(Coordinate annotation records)
-*-*-
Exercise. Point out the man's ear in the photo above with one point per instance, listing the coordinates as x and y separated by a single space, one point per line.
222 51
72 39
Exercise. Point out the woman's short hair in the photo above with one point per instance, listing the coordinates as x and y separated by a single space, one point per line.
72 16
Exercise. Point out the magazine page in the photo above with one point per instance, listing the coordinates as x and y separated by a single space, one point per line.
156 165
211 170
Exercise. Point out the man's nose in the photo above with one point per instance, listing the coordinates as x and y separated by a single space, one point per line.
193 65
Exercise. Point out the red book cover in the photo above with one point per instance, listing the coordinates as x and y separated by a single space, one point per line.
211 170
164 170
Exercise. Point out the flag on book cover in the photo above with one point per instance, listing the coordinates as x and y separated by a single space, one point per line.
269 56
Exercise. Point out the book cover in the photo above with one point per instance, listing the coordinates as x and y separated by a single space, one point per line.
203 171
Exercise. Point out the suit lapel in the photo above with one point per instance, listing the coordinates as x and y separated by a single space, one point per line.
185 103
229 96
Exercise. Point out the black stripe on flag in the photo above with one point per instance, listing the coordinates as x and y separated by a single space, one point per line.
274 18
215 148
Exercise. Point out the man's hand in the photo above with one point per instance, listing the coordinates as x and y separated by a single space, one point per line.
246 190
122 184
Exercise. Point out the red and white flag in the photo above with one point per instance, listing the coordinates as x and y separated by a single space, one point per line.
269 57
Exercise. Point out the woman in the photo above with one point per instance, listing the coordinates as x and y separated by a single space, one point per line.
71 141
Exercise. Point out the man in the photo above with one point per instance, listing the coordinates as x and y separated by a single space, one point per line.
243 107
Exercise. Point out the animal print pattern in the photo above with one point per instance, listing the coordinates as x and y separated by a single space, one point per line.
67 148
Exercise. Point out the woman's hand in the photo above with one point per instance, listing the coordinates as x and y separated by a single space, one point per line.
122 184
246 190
-*-*-
▶ **Exercise objective**
Return all of the rows above verbatim, keeping every line and its order unchanged.

▶ **Correct output**
Exercise. Point out the man's ear in the photo above with one point per instance, listing the coordinates as x and y separated by a single space, one point per line.
222 51
72 39
Exercise. Point out the woman's short hair in the photo above with one point per instance, listing the coordinates as x and y separated by a single space, one point per line.
72 16
Exercise. Point out the magazine page in the photo above with one point per instance, listing the coordinates as x and y separated by a single space, one point per line.
156 165
211 170
Exercise. Point out the man's nose in the photo above with one point per instance, listing the coordinates as x and y separated by a single space, one point per line.
193 65
Exercise. Point out the red book cover in the photo above with one point per instance, listing the coordinates as x and y separated by a single space, one point per line.
211 170
164 170
Exercise. Point out the flag on book cover in the photo above with one point per instance, listing the coordinates as x and y separated by a single space, one point per line.
269 56
Exercise. Point out the book cover in the photo above with one point per instance, listing the coordinates as x and y separated by a single space, one point per line.
203 171
Exercise. Point out the suit lapel in the photo above with one point per instance, listing the coordinates as x and y separated by a single space, one point per line.
185 103
229 96
Exercise. Point out the black stripe on flag in the photo above with one point per instance, listing the coordinates as x and y separated by a single space, one point per line.
274 18
215 148
Exercise. Point out the man's hand in the photo above with one point per instance, listing the coordinates as x and y separated by a single space, one point per line.
246 190
122 184
Exercise. Point out the red and white flag in the photo above with one point per instance, listing the coordinates as x and y separated by a single space, one point per line.
269 57
Exercise. Point out the woman in the photo above with one point per instance, listing the coordinates as x and y separated by a single space, one point per line.
71 141
Exercise. Point out the man in the photo above with one point per instance, listing the coordinates as x and y separated by a single space, one point per line.
243 107
Exercise. Point out the animal print pattern in the photo above with one point per instance, listing the coordinates as x and y separated by a single space, one point per line.
67 148
Exercise. Point out the woman's hand in the photo above with one point per instance, listing the coordinates as x and y separated by a single space, one point per line.
122 184
246 190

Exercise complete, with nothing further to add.